** Problem requirements **
Reproduce the listing exactly, please, with every line intact.

** Stored data **
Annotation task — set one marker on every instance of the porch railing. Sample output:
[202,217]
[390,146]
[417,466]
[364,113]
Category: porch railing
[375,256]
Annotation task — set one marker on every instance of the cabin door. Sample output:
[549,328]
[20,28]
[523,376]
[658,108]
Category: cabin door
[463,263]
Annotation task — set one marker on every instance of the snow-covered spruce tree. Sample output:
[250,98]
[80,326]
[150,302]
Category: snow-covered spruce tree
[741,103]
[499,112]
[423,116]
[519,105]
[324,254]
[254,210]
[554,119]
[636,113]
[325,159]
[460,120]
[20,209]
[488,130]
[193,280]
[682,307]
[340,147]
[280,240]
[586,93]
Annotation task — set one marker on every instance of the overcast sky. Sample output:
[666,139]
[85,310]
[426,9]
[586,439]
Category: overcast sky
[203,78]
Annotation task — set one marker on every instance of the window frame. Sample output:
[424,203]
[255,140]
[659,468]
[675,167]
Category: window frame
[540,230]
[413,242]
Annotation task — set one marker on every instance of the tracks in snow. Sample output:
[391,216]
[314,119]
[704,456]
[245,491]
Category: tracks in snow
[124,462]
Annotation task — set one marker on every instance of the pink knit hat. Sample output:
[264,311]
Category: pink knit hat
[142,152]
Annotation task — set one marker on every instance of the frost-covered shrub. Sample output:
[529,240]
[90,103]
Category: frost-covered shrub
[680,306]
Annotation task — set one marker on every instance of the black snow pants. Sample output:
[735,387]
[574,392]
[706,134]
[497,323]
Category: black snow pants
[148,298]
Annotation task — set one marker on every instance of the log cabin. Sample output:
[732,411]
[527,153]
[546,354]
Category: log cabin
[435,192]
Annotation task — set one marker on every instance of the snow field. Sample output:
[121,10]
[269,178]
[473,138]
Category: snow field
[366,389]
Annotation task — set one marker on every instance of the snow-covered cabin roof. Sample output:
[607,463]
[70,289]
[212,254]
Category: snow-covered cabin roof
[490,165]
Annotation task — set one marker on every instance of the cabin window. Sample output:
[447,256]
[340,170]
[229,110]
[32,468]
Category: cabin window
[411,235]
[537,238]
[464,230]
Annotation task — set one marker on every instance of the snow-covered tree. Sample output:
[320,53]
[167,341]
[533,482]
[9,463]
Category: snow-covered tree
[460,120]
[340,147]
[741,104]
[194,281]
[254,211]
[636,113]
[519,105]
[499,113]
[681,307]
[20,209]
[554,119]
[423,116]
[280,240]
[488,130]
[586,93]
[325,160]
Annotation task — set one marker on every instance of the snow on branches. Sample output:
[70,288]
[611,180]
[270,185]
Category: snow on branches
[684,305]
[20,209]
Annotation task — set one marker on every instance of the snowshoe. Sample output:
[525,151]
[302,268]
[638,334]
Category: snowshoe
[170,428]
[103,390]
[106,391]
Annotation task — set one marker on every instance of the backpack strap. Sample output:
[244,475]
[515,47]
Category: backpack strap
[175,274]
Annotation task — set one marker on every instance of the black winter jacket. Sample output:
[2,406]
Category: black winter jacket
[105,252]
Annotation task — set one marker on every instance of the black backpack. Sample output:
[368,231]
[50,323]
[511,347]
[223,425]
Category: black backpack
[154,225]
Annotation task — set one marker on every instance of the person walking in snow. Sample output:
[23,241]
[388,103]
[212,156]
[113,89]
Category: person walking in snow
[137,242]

** Task solution **
Annotation task — set one marker on every instance of the porch railing. Sample output:
[202,217]
[390,146]
[417,466]
[364,113]
Category: porch railing
[375,256]
Annotation task — set one marker on every instance of the cabin door. Sample output:
[549,328]
[20,28]
[523,376]
[658,108]
Category: cabin door
[463,263]
Annotation task — set one marker on every instance of the snow-covered spruce tree. Sample output:
[250,98]
[80,326]
[150,302]
Category: snow-covered spruce tree
[741,103]
[499,112]
[423,116]
[519,105]
[324,254]
[254,210]
[554,119]
[636,113]
[325,159]
[460,120]
[20,209]
[488,130]
[193,280]
[682,307]
[340,147]
[280,240]
[586,93]
Annotation task — set one marker on every instance of the overcast sky. Sample output:
[666,139]
[85,310]
[426,9]
[586,439]
Category: overcast sky
[203,78]
Annotation task — set one marker on every instance of the window frame. Sample output:
[424,203]
[255,140]
[659,468]
[675,167]
Category: window frame
[540,230]
[413,242]
Annotation task — set one marker on every instance of the tracks in snow. Sample output:
[391,216]
[314,119]
[704,456]
[245,491]
Category: tracks in snow
[124,462]
Annotation task — set one marker on every instance of the pink knit hat. Sample output:
[264,311]
Category: pink knit hat
[142,152]
Annotation task — set one marker on every instance of the frost-covered shrub. Sample output:
[529,240]
[90,103]
Category: frost-covered shrub
[680,306]
Annotation task — set one marker on every instance of the black snow pants. Sample output:
[735,387]
[574,392]
[706,134]
[497,323]
Category: black snow pants
[148,298]
Annotation task — set one marker on every instance of the log cabin. Sample output:
[732,411]
[527,153]
[546,354]
Category: log cabin
[435,192]
Annotation task — set one marker on every instance of the snow field. Sample output:
[121,10]
[269,178]
[473,138]
Category: snow field
[366,389]
Annotation task — set one marker on every instance of the snow-covered cabin roof. Sample output:
[607,463]
[70,289]
[212,254]
Category: snow-covered cabin roof
[490,165]
Annotation task — set one marker on every instance of the cabin window. Sample output:
[447,256]
[340,170]
[229,110]
[32,468]
Category: cabin window
[411,235]
[537,238]
[464,230]
Annotation task — set one marker on every instance of the snow-covered tree. Sample output:
[320,53]
[167,341]
[533,482]
[9,463]
Category: snow-covered tree
[460,120]
[340,147]
[741,104]
[194,281]
[254,211]
[636,113]
[519,105]
[499,113]
[681,307]
[20,209]
[554,119]
[423,116]
[280,240]
[488,130]
[586,93]
[325,160]
Annotation task — set one marker on every instance of the snow on branches. Sample output:
[70,288]
[611,180]
[270,185]
Category: snow on branches
[684,305]
[20,209]
Annotation task — set one marker on every instance of the snowshoe. Sample output:
[525,151]
[302,268]
[638,334]
Category: snowshoe
[170,428]
[103,390]
[106,391]
Annotation task — set one marker on every instance of the backpack strap. Sample output:
[244,475]
[515,47]
Category: backpack strap
[175,274]
Annotation task — set one marker on every instance of the black winter jacket. Sample output:
[2,406]
Category: black winter jacket
[105,252]
Annotation task — set one marker on every instance of the black backpack. Sample output:
[368,231]
[50,323]
[511,347]
[223,425]
Category: black backpack
[154,225]
Annotation task — set one marker on every instance of the person walking in snow. Sample output:
[23,241]
[388,103]
[212,156]
[113,89]
Category: person walking in snow
[137,242]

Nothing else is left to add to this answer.